TAREAS Y EJERCICIOS:
1. Resume en dos oraciones la crónica sobre Ciro Bianchi Ros.
2. Sigue escribiendo la crónica sobre Ciro Bianchi Ros desde el punto en que se detiene.

━━━━━ ARTÍCULO

La crónica que Ciro no se atreve a escribir

Sin caer en la (in)modestia, debo decir que yo tuve grandes y excelentes amigos. Grandes no porque fueran de gran estatura, sino porque poseían talento y sabiduría.

Si dijera sus nombres no tendría para cuando acabar: el poeta Francisco Riverón Hernández, el periodista Bernardo Viera, los escritores Luis Marré, Heberto Padilla, Belkis Cuza Malé, Nicanor Parra, Joaquinito Ordoqui, Ricardo Bofill Pagés, Ernesto Díaz Rodríguez, los pintores Rubén Moreira, José Cid, Mario Gallardo y Jesús de Armas, además de muchos otras figuras que siguen vivos en mi memoria, pese estar casi todos ya muertos.

Foto: Tania Díaz Castro
Foto: Tania Díaz Castro

Ciro Bianchi Ros no fue uno de mis últimos amigos de los llamados ¨años revolucionarios¨, puesto que más tarde llegaron otros que, por desgracia para mí, están en el exilio de Miami en calidad de ex presos políticos, habiendo perdido gran parte de su vida por la Patria.

A Ciro lo conocí a finales de 1971, cuando anduvimos unos meses como parias, casi excluidos de la sociedad castrista, porque en aquellos momentos no teníamos un trabajo fijo y contábamos con muy poco dinero para comer. Ciro, siempre en busca de algún órgano de prensa que aceptara sus escritos, y yo, recién desplazada de la Revista Bohemia por cuestiones ajenas a mi voluntad.

━━━━━━━━━━
━━━━━ DATOS RECIBIDOS

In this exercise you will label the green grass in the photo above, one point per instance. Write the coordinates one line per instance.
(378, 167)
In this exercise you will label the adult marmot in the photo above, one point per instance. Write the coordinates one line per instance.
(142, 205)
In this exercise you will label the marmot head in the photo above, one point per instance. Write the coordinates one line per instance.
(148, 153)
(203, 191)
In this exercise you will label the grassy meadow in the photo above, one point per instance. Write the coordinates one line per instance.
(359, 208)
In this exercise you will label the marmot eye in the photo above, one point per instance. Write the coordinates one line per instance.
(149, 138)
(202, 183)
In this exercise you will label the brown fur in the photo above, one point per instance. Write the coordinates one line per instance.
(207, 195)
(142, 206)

━━━━━━━━━━
━━━━━ DATOS RECIBIDOS

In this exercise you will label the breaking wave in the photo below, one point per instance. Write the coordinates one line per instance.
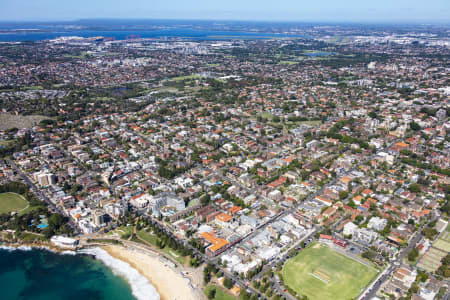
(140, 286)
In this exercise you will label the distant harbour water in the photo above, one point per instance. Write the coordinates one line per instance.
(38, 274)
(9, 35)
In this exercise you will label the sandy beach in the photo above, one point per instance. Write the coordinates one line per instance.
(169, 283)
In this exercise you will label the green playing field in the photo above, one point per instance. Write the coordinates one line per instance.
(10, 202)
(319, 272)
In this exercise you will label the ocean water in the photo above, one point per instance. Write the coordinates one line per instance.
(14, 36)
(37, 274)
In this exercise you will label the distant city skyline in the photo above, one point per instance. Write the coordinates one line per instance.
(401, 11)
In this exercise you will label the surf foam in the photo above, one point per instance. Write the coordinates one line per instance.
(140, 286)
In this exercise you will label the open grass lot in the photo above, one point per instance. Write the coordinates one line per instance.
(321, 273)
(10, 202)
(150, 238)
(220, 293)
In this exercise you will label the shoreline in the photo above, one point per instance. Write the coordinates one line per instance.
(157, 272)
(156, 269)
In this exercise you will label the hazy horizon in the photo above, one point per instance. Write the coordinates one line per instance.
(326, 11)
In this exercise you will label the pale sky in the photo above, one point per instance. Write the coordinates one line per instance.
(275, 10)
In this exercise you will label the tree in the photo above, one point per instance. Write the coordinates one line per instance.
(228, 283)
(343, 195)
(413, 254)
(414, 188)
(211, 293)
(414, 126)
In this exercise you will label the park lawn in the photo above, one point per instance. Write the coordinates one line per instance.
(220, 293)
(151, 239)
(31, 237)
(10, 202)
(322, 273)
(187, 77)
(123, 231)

━━━━━━━━━━

RESULTADOS POR TAREA:
1. Quien escribe afirma haber tenido grandes amigos, no por su estatura sino por su talento y sabiduría, entre ellos poetas, periodistas, escritores y pintores que casi todos ya han muerto. A Ciro Bianchi Ros lo conoció a finales de 1971, cuando ambos pasaron unos meses casi excluidos de la sociedad castrista, sin trabajo fijo y con muy poco dinero, mientras Ciro buscaba dónde publicar y quien escribe acababa de salir de la Revista Bohemia por razones ajenas a su voluntad.

2.
Lo recuerdo de estatura napoleónica, de carácter mordaz, de pocas palabras e incluso tímido por lo general.

Ciro siempre me resultó simpático. Estaba obsesionado por visitar a José Lezama Lima y llevaba un andar apresurado cuando recorríamos la calle Trocadero, el Paseo del Prado o Galiano en busca de algún libro interesante o de una pésima pizza hecha en algún puesto estatal.

No hace mucho, casualmente, vi que el periódico Juventud Rebelde homenajeó a Ciro, con un pastel de cumpleaños, porque “este 5 de noviembre se cumple una década y media de su colaboración¨. Sí, Ciro no falló jamás en entregar sus escritos cada domingo a dicho órgano oficialista.

Se equivocó el autor del comentario, quien primero dijo que se trataba de quince años, fecha exacta en que comenzaron a salir sus crónicas, guardadas muchas de ellas en mi archivo personal, por otra parte. El mismo autor lo llama ¨el hombre de hierro de las letras¨ porque saltó vallas y obstáculos (yo imagino cuáles, pues carecemos de libertad de prensa). Yo lo llamaría un buen acróbata que ha bailado en puntas de pie, para no hacer ruido, sobre una cuerda floja carente de protección.

Y lo llamo así porque este buen cronista de viejas anécdotas no se ha atrevido a escribir, en más de cuarenta años, algo como lo que yo sí he escrito varias veces, aunque no tan bien como él lo haría.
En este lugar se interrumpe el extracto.